Extract every line of the material below and reproduce it word for word, omitting the pictures.

————

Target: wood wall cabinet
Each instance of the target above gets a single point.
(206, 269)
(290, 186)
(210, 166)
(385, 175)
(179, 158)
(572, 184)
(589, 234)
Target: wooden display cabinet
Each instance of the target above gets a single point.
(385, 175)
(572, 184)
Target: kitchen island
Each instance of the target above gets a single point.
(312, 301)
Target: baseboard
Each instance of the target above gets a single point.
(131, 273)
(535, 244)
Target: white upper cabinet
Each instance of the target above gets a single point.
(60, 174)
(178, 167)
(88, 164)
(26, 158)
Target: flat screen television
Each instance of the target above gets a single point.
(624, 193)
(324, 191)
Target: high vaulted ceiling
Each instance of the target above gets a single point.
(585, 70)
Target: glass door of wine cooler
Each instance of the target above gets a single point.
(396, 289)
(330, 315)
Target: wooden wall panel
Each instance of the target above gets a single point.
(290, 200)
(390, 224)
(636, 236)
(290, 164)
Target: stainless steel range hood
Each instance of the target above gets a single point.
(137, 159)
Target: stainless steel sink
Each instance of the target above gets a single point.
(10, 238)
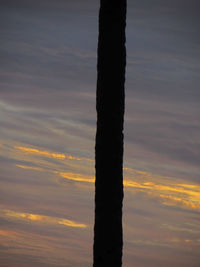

————

**Output for this exercise**
Target: wood wall cabinet
Each instance of the target above gets a single point.
(206, 269)
(290, 186)
(210, 166)
(385, 175)
(179, 158)
(572, 184)
(589, 234)
Target: wooden display cabinet
Each instance of the target above gets a single point.
(385, 175)
(572, 184)
Target: kitchen island
Each instance of the target above gets a single point.
(312, 301)
Target: baseboard
Each instance of the target above gets a single point.
(131, 273)
(535, 244)
Target: white upper cabinet
Each instance of the target above gets a single point.
(60, 174)
(178, 167)
(88, 164)
(26, 158)
Target: flat screen television
Each instance of the target above gets a single point.
(624, 193)
(324, 191)
Target: high vaulted ceiling
Each instance of the target above gets a single point.
(585, 70)
Target: glass door of wine cooler
Each instance of the target above gets a single point.
(396, 289)
(330, 315)
Target: wooden wall panel
Each instance of the target above gets a single point.
(290, 200)
(390, 224)
(636, 236)
(290, 164)
Target: stainless steel range hood
Each instance of the target above gets a single point.
(137, 159)
Target: stainless steel sink
Each instance of the target above gets a single point.
(10, 238)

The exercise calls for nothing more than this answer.